L’interrogatoire d’un des principaux chefs jihadistes récemment arrêté en Tunisie a fortement inquiété les responsables de la lutte contre le terrorisme. Des attentats à la voiture piégée contre des personnalités politiques de premier plan et l’ambassadeur américain sont actuellement envisagés par les groupes terroristes tunisiens, alors que le pays s’apprête à voter, le 26 octobre, pour les premières élections législatives libres dans l’histoire de la Tunisie
Depuis la fin du mois de septembre, le leader du Front populaire, une des principales forces politiques du pays lors des législatives du 26 octobre, Hamma Hammami, utilise désormais la voiture blindée qui lui a été prêtée par la Présidence de la République. Laquelle est suivie par deux voitures d’escorte et d’un policier en moto. Son épouse, l’avocate et militante des droits de l’homme, Radhia Nasraoui, est elle aussi sous la garde de la police. Leur immeuble dans la banlieue résidentielle de Tunis est protégé par six policiers.
La situation, si elle n’était pas si inquiétante, serait cocasse quand on se souvient que cette même police sous le règne des présidents Bourguiba et Ben Ali avait poursuivi, torturé Hamma Hammami et harcelé Radhia Nasraoui. « Désormais, les policiers nous protègent, c’est tout de même un progrès », lâchait, dans un sourire, le leader du Front Populaire en répondant aux questions de Mondafrique.
Faux taxi et vraies barbes.

■ DONNÉES FOURNIES:

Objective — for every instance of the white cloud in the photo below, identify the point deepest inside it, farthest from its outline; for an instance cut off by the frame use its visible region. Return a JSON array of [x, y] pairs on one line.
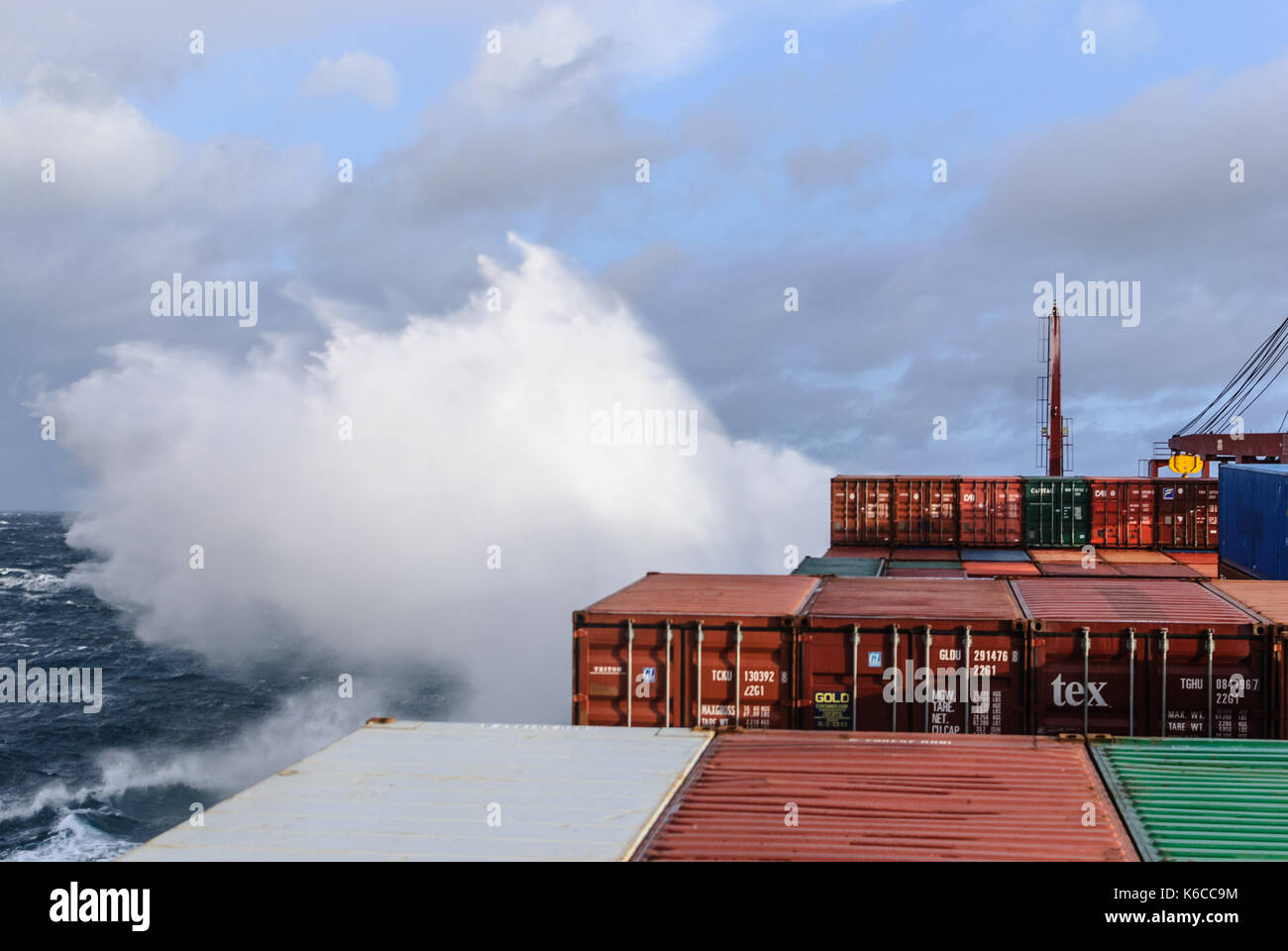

■ CONSIGNES:
1. Répondez à ces questions d'après l'article sur la menace terroriste en Tunisie.
(a) À quelle date les Tunisiens doivent-ils voter pour les élections législatives ?
(b) Qui a prêté la voiture blindée à Hamma Hammami ?
(c) Combien de policiers protègent l'immeuble du couple ?
2. Traduisez en anglais cette phrase de l'article sur la menace terroriste en Tunisie : « Son épouse, l'avocate et militante des droits de l'homme, Radhia Nasraoui, est elle aussi sous la garde de la police. »
3. Poursuivez l'article sur la menace terroriste en Tunisie à partir de sa dernière phrase.
Ce matériel provient d'une autre source que l'article.

■ CORRIGÉ DES EXERCICES:
1.
(a) Le 26 octobre.
(b) La Présidence de la République.
(c) Six policiers.

2. His wife, the lawyer and human rights activist Radhia Nasraoui, is also under police guard.

3.
Depuis l’assassinat en 2013 des deux dirigeants politiques, Chokri Belaïd et Mohamed Brahmi, très proches du couple Hammami-Nasraoui, on savait que ces deux figures de la gauche tunisienne étaient menacés par les groupes salafistes violents. Durant l’été dernier, les policiers qui veillent, la nuit, sur Hamma Hammami, avaient découvert à trois heures du matin, trois libyens en voiture qui avaient pris rapidement la fuite. La plaque d’immatriculation, notée par les forces de sécurité, se révélera fausse. Le taxi que les terroristes avaient emprunté était un faux taxi.
Quelques semaines avant cette visite nocturne, le conseiller politique de l’ambassade américaine s’était déplacé lui même au domicile d’Hamma Hammami. « Vous êtes ciblé, lui avait-il dit, par les terroristes. Mais cette fois, ils sont décidés à envoyer des commandos de l’étranger, et lourdement armés ». Le même avait ajouté : « Les informations que nous avions donné au ministère de l’Intérieur tunisien à propos des menaces qui pesaient sur les deux dirigeants de gauche qui ont été assassinés, n’ont pas été prises au sérieux. Cette fois, nous préférons vous prévenir directement ». Voici une claire allusion à l’inertie- certains parlent même de complicité- des ministres tunisiens de l’Intérieur face aux mouvements salafistes durant les deux gouvernements dirigés par les islamistes d’Ennadha !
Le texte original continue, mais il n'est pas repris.